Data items
# # # # # # #
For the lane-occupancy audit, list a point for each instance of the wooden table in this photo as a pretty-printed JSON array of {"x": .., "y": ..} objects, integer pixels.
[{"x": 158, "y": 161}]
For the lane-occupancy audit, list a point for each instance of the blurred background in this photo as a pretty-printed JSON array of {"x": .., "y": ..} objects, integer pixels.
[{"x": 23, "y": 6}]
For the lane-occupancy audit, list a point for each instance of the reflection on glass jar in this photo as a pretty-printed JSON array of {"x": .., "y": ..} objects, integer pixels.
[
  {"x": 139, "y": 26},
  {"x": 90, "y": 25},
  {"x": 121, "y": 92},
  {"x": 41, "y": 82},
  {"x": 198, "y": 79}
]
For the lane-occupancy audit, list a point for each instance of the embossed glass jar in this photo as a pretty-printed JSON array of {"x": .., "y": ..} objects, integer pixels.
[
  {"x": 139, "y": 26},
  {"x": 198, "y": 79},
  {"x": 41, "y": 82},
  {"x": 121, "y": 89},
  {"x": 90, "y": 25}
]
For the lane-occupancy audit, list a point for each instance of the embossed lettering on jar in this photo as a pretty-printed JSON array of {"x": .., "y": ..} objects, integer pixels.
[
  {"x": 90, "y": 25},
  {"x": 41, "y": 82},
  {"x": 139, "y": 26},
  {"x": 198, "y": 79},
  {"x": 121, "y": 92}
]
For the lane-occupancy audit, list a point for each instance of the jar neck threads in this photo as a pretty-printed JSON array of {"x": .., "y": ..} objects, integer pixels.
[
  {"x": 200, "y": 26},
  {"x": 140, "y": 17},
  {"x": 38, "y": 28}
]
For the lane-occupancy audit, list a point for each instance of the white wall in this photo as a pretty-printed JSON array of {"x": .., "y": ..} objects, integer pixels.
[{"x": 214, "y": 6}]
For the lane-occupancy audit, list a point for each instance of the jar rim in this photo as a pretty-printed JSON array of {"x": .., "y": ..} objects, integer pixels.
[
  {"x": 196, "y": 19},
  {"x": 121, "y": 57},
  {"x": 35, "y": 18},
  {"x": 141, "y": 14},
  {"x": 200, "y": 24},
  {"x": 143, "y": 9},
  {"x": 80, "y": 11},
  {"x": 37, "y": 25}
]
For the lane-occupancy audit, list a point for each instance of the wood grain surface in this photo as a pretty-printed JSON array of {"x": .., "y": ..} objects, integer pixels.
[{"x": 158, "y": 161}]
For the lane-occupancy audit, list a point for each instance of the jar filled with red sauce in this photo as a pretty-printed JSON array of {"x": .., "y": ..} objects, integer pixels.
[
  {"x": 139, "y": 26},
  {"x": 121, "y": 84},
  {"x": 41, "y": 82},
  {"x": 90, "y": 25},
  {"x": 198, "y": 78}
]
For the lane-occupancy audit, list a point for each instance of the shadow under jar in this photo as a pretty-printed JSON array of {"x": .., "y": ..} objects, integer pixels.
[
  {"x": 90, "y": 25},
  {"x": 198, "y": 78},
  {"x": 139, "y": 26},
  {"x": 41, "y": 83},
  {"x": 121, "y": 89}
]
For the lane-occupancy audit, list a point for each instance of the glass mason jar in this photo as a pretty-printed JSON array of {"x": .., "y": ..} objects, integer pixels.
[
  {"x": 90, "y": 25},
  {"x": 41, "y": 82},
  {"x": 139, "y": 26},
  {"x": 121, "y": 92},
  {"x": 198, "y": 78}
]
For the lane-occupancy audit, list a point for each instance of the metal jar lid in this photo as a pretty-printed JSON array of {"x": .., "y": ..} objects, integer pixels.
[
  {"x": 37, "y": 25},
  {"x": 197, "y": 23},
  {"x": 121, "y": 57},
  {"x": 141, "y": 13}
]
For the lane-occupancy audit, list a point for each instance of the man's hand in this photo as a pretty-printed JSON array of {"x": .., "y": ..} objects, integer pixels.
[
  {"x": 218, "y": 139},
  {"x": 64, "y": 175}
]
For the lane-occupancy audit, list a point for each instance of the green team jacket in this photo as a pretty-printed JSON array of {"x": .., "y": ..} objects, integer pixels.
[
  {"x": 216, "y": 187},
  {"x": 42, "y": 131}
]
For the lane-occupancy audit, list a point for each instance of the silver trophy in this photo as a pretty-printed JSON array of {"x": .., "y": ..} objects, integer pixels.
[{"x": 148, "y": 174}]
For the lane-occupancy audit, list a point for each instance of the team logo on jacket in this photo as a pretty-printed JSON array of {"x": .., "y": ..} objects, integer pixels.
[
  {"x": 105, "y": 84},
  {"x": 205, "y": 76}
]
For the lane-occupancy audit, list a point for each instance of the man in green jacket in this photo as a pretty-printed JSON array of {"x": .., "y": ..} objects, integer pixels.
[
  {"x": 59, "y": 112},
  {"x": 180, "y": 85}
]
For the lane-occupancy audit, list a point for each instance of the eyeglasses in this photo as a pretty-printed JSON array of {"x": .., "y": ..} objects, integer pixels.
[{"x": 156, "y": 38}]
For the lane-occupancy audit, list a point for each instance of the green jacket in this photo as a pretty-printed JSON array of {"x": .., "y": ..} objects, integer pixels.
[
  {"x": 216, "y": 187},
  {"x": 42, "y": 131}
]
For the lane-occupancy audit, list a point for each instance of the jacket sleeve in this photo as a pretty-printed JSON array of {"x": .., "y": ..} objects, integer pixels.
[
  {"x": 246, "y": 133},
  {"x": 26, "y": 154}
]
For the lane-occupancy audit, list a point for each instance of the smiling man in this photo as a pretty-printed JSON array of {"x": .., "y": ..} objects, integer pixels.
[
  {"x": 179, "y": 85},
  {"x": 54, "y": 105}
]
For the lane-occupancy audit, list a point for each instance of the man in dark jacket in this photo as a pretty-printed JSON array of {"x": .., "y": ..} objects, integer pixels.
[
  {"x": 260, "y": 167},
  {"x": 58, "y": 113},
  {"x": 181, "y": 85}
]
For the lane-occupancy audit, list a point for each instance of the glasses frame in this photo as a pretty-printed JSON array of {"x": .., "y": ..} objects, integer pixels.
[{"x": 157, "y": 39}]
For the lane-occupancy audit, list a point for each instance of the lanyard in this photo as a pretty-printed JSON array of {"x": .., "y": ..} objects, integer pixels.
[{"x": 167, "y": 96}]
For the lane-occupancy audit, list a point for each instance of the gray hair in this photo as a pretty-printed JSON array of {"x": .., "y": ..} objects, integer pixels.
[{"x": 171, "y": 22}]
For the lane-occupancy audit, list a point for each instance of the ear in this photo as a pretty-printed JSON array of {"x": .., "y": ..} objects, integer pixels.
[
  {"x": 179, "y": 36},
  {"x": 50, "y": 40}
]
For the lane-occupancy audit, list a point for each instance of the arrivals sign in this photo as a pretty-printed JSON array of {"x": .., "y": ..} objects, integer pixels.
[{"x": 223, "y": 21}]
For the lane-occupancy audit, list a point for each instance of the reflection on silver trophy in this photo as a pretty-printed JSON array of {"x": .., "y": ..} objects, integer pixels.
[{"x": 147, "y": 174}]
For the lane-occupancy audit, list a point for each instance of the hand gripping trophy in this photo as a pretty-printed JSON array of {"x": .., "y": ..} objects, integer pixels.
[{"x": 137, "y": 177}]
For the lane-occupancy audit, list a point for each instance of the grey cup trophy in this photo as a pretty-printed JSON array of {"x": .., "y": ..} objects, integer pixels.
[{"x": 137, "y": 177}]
# # # # # # #
• Exercise brief: Produce the entries again, character for character.

• Written solution:
For the lane-occupancy audit, list a point for each instance of the wooden table in this photo as a pretty-printed JSON array of {"x": .., "y": ..} objects, integer pixels.
[{"x": 158, "y": 161}]
For the lane-occupancy audit, list a point for each instance of the blurred background in this photo as a pretty-printed JSON array of {"x": .., "y": ..} objects, integer pixels.
[{"x": 23, "y": 6}]
For the lane-occupancy audit, list a point for each instance of the reflection on glass jar in this photo as a pretty-printed JSON array of {"x": .., "y": ..} objects, integer pixels.
[
  {"x": 139, "y": 26},
  {"x": 90, "y": 25},
  {"x": 121, "y": 92},
  {"x": 41, "y": 82},
  {"x": 198, "y": 79}
]
For the lane-occupancy audit, list a point for each instance of the embossed glass jar in this photo as a pretty-printed JSON array of {"x": .., "y": ..} objects, integer pixels.
[
  {"x": 139, "y": 26},
  {"x": 198, "y": 79},
  {"x": 41, "y": 82},
  {"x": 121, "y": 89},
  {"x": 90, "y": 25}
]
For the lane-occupancy audit, list a point for each instance of the embossed lettering on jar in this photo as a pretty-printed JSON array of {"x": .., "y": ..} objects, integer pixels.
[
  {"x": 90, "y": 25},
  {"x": 41, "y": 82},
  {"x": 139, "y": 26},
  {"x": 198, "y": 79},
  {"x": 121, "y": 92}
]
For the lane-occupancy audit, list a point for each instance of the jar neck threads in this photo as a pretty-printed JSON array of {"x": .., "y": ..} objects, integer pixels.
[
  {"x": 200, "y": 26},
  {"x": 140, "y": 17},
  {"x": 38, "y": 28}
]
For the lane-occupancy audit, list a point for each instance of the white wall in this photo as a pretty-printed JSON array of {"x": .., "y": ..} objects, integer pixels.
[{"x": 214, "y": 6}]
For the lane-occupancy audit, list a point for each instance of the jar rim in this photo as a pretty-printed JSON array of {"x": .., "y": ..} objects, integer pixels.
[
  {"x": 196, "y": 19},
  {"x": 121, "y": 57},
  {"x": 35, "y": 18},
  {"x": 141, "y": 14},
  {"x": 200, "y": 24},
  {"x": 143, "y": 9},
  {"x": 80, "y": 11},
  {"x": 37, "y": 25}
]
For the lane-occupancy audit, list a point for each instance of the wood grain surface in this photo as a pretty-printed JSON array of {"x": .., "y": ..} objects, integer pixels.
[{"x": 158, "y": 161}]
For the lane-occupancy audit, list a point for each instance of the jar filled with red sauce in this photo as a pretty-printed JSON array of {"x": .., "y": ..} objects, integer pixels.
[
  {"x": 139, "y": 26},
  {"x": 121, "y": 84},
  {"x": 41, "y": 82},
  {"x": 90, "y": 25},
  {"x": 198, "y": 78}
]
For the lane-occupancy audit, list a point for each instance of the shadow under jar in this photo as a pretty-printed JSON array of {"x": .., "y": ..} objects, integer pixels.
[
  {"x": 90, "y": 25},
  {"x": 198, "y": 78},
  {"x": 139, "y": 26},
  {"x": 41, "y": 83},
  {"x": 121, "y": 89}
]
For the lane-occupancy audit, list a point for each instance of the glass mason jar in this photo as a pretty-printed JSON array of {"x": .., "y": ..} objects, integer pixels.
[
  {"x": 90, "y": 25},
  {"x": 41, "y": 82},
  {"x": 139, "y": 26},
  {"x": 121, "y": 92},
  {"x": 198, "y": 78}
]
For the lane-occupancy audit, list a point for each instance of the metal jar lid in this photo as a pretty-printed JSON array of {"x": .., "y": ..} objects, integer pixels.
[
  {"x": 37, "y": 25},
  {"x": 197, "y": 23},
  {"x": 121, "y": 57},
  {"x": 141, "y": 13}
]
For the lane-occupancy audit, list a point for each instance of the man's hand in this photo as a pretty-printed JSON array of {"x": .., "y": ..} objects, integer pixels.
[
  {"x": 218, "y": 139},
  {"x": 64, "y": 175}
]
For the lane-occupancy audit, list a point for each instance of the green team jacket in this photo as a pretty-printed JSON array of {"x": .., "y": ..} objects, integer pixels.
[
  {"x": 216, "y": 187},
  {"x": 42, "y": 131}
]
For the lane-occupancy audit, list a point for each instance of the silver trophy in this photo as a pretty-printed JSON array of {"x": .., "y": ..} objects, integer pixels.
[{"x": 148, "y": 174}]
For the lane-occupancy audit, list a point for each instance of the team logo on jacket in this photo as a pretty-printed JSON array of {"x": .., "y": ..} objects, integer pixels.
[
  {"x": 105, "y": 84},
  {"x": 205, "y": 76}
]
For the lane-occupancy audit, list a point for each instance of the man in green jacket in this photo as a pretty-printed JSON array of {"x": .., "y": ..} objects, integer pixels.
[
  {"x": 59, "y": 112},
  {"x": 180, "y": 85}
]
For the lane-occupancy audit, list a point for each instance of the eyeglasses in this photo as a pretty-printed JSON array of {"x": .., "y": ..} objects, integer pixels.
[{"x": 156, "y": 38}]
For the lane-occupancy audit, list a point for each instance of the green jacket in this photo as a pretty-printed JSON array of {"x": .., "y": ..} objects, integer pixels.
[
  {"x": 216, "y": 187},
  {"x": 42, "y": 131}
]
For the lane-occupancy audit, list a point for each instance of the jacket sleeve in this photo as a pretty-printed JSON array of {"x": .., "y": ..} objects, integer pixels.
[
  {"x": 246, "y": 133},
  {"x": 26, "y": 154}
]
For the lane-occupancy audit, list a point for each instance of the smiling man in this photo as a pretty-printed JSON array of {"x": .., "y": ..} objects, integer pixels.
[
  {"x": 179, "y": 85},
  {"x": 54, "y": 105}
]
For the lane-occupancy audit, list a point for each instance of the man in dark jacket in this photo as a pretty-printed JSON array of {"x": .., "y": ..} objects, integer pixels.
[
  {"x": 260, "y": 167},
  {"x": 58, "y": 113},
  {"x": 181, "y": 85}
]
For the lane-occupancy audit, list a point for each instance of the glasses frame in this photo as a pretty-printed JSON array of {"x": .., "y": ..} objects, integer pixels.
[{"x": 157, "y": 39}]
For the lane-occupancy audit, list a point for each instance of the lanyard in this photo as a pretty-printed JSON array of {"x": .., "y": ..} objects, integer pixels.
[{"x": 167, "y": 96}]
For the lane-occupancy audit, list a point for each instance of the gray hair in this photo as a pretty-printed JSON array of {"x": .., "y": ..} objects, integer pixels.
[{"x": 171, "y": 22}]
For the lane-occupancy audit, list a point for each instance of the ear in this photo as a pretty-printed JSON array of {"x": .., "y": ..} objects, integer pixels.
[
  {"x": 179, "y": 36},
  {"x": 50, "y": 40}
]
For the lane-occupancy audit, list a point for each instance of the arrivals sign in this photo as a pretty-printed JSON array of {"x": .., "y": ..} objects, integer pixels.
[{"x": 223, "y": 21}]
For the lane-occupancy audit, list a point for each instance of the reflection on silver trophy in this photo as a pretty-printed JSON array of {"x": .., "y": ..} objects, integer pixels.
[{"x": 147, "y": 174}]
For the lane-occupancy audit, list a point for each instance of the hand gripping trophy in this photo as a pretty-printed JSON array of {"x": .., "y": ..} objects, integer pixels.
[{"x": 137, "y": 177}]
For the lane-occupancy audit, list a point for each instance of the grey cup trophy in this photo as a pretty-printed JSON array of {"x": .., "y": ..} objects, integer pixels.
[{"x": 137, "y": 177}]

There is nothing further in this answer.